◆ Passage for review ◆

*** Begin section ***

OK, so is morbido a false cognate with morbid? No, it is not. Both words come from Latin morbidus, ‘sickly, diseased’ (which in turn comes from morbus, ‘disease’, which draws on the same mor- root as mortality). In English (and in several other languages), it kept that sense or at least stayed in the same sphere; we now commonly use morbid to refer to a focus on decay, disease, and especially death, but the medical term morbidity refers specifically to occurrences of illness, not of death – the collocation morbidity and mortality refers to bad things that happen in the course of medical treatment, both sickness (morbidity) and death (mortality). Whereas an Italian chef uses morbido to refer to good things – specifically soft ones – that come up in the course of cooking.

So… does that mean that Italians have, or anyway had, a negative attitude towards soft food? As though perhaps it is only for the invalid and valetudinarian? No, it seems not; rather, it was that disease and decay are associated with weakness and lack of strength and firmness, and so it came to mean that, and then it lost its negative tone and took on a positive one to mean ‘soft’, ‘docile’, ‘smooth’, ‘not rigid’. As the website Una parola al giorno puts it, “È uno degli esempi più splendidi di parola che si sia emancipata totalmente dalla sua origine scura e spiacevole, diventando una luce sensoriale potente, gradevole e gradita” (It’s one of the most splendid examples of a word being totally emancipated from its dark and unpleasant origin, becoming a powerful, pleasant, and welcome light to the senses).

It is not, after all, that morbido is used only for soft food; a pillow may also be so (“un cuscino morbido” is not only for your death bed), and, as Garzanti tells us, many other things may be called morbido (or, for feminine nouns, morbida): hair, fabric, skin, wine (smooth and well balanced), paintings (harmonious and delicate), personal character (tolerant, agreeable, sequacious even)… 

All of which inevitably seems a bit odd to my ear, and I can’t get around it. I’m simply too habituated to my English associations. The result is a dissonance that may not be morbid but is not morbido either. Meanwhile, to the person who grew up speaking Italian, the English use of morbid may also seem odd, perhaps feeling that when we talk of “morbid humour” and “morbid TV shows” and so on we have an eye on the cushions in the coffin and the softness of decay. On the other hand, they can associate it with the word morboso, which does mean ‘morbid’ or ‘sick’.

droves

Every afternoon, on both sides of the building I live in, the driving force is cars, droves of them, like cattle crowding into chutes. Out my bedroom window, to the south, I see cars crawling on the expressway; on the north side, at street level, the street – which is meant to have one lane of traffic each way – often has three unofficial lanes jammed up one way and no room for human or beast or automobile in the other direction, just droves and droves striving in intense slowness to make it ultimately onto the equally torpid elevated highway. (Meanwhile, parallel to the expressway, trains carry commuters – each train carries up to 5,000 people, which is as many as you’ll see in the 4,000 cars that at any moment of rush hour occupy two lanes for the full 18 kilometres of the Gardiner expressway – and the trains are moving briskly… but I digress.)

*** End section ***

Data items:

*** Begin section ***

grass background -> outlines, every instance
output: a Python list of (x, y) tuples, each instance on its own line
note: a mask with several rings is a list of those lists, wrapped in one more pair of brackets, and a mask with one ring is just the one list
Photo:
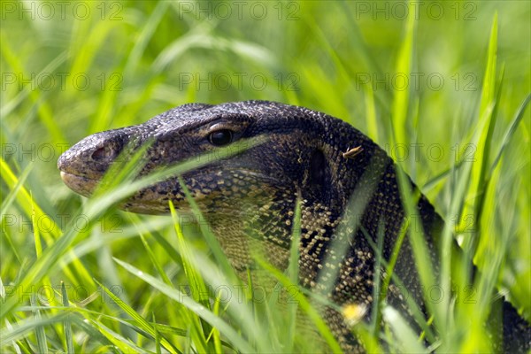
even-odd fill
[[(389, 151), (466, 243), (479, 237), (476, 263), (531, 317), (529, 110), (506, 135), (531, 88), (529, 3), (412, 3), (409, 17), (403, 2), (60, 4), (1, 4), (3, 351), (220, 351), (221, 340), (242, 351), (312, 348), (289, 330), (272, 335), (281, 344), (264, 342), (267, 323), (237, 315), (256, 301), (238, 311), (204, 301), (230, 319), (211, 332), (171, 299), (172, 287), (216, 281), (198, 272), (218, 273), (201, 258), (212, 244), (193, 226), (180, 238), (171, 218), (87, 203), (60, 181), (65, 146), (189, 102), (273, 100), (350, 122)], [(165, 284), (173, 285), (165, 293)], [(291, 328), (289, 313), (269, 319)], [(457, 330), (472, 332), (442, 348), (489, 346), (481, 328)]]

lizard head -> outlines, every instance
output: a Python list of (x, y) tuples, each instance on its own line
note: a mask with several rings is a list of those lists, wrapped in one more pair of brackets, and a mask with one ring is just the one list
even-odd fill
[[(345, 202), (343, 189), (354, 181), (352, 173), (344, 175), (350, 161), (342, 154), (372, 142), (338, 122), (306, 108), (266, 101), (190, 104), (143, 124), (88, 136), (65, 151), (58, 166), (69, 188), (88, 196), (111, 165), (124, 156), (126, 147), (134, 152), (150, 142), (139, 175), (212, 153), (212, 163), (182, 175), (207, 211), (219, 212), (242, 200), (259, 204), (260, 198), (282, 200), (282, 208), (292, 207), (297, 193), (308, 203), (341, 204)], [(217, 158), (220, 147), (258, 136), (265, 138), (258, 146)], [(333, 141), (332, 136), (342, 139)], [(366, 160), (362, 157), (357, 163)], [(139, 190), (121, 208), (166, 213), (169, 200), (180, 208), (186, 204), (184, 199), (177, 177), (173, 177)]]

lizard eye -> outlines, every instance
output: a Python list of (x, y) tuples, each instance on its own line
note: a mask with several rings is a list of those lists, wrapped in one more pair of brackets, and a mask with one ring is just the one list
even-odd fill
[(233, 132), (228, 129), (217, 130), (208, 135), (208, 141), (215, 146), (223, 146), (233, 141)]

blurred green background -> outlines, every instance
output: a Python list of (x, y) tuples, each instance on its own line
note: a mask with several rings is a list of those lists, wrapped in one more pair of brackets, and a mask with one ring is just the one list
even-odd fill
[[(478, 158), (467, 144), (478, 123), (496, 14), (496, 77), (503, 72), (504, 78), (493, 150), (531, 90), (531, 3), (526, 1), (423, 1), (409, 8), (387, 1), (0, 5), (2, 158), (17, 176), (31, 166), (24, 188), (59, 225), (84, 203), (59, 178), (56, 162), (65, 147), (190, 102), (261, 99), (325, 112), (371, 136), (423, 189), (464, 155)], [(414, 16), (415, 29), (411, 66), (404, 71), (397, 63), (408, 15)], [(391, 143), (390, 122), (394, 99), (404, 93), (410, 102), (407, 141), (397, 146)], [(481, 235), (486, 244), (510, 235), (510, 257), (497, 281), (527, 316), (530, 127), (527, 109), (503, 155), (496, 203), (485, 212), (489, 232)], [(13, 187), (3, 179), (1, 189), (4, 202)], [(447, 215), (451, 189), (448, 175), (424, 189), (442, 215)], [(36, 251), (22, 208), (15, 202), (3, 213), (0, 273), (6, 285), (25, 272)], [(126, 213), (117, 215), (127, 227)], [(475, 221), (466, 218), (457, 221), (473, 227)], [(105, 250), (142, 267), (149, 259), (133, 234), (106, 242)], [(92, 277), (105, 279), (110, 266), (98, 257), (94, 251), (81, 259)], [(64, 278), (60, 271), (48, 276)], [(125, 272), (115, 276), (129, 296), (142, 289)]]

*** End section ***

◆ Problem to solve ◆
In the text on morbido and morbid, list every thing that Garzanti is cited as saying may be called morbido.

◆ Output ◆
- hair
- fabric
- skin
- wine
- paintings
- personal character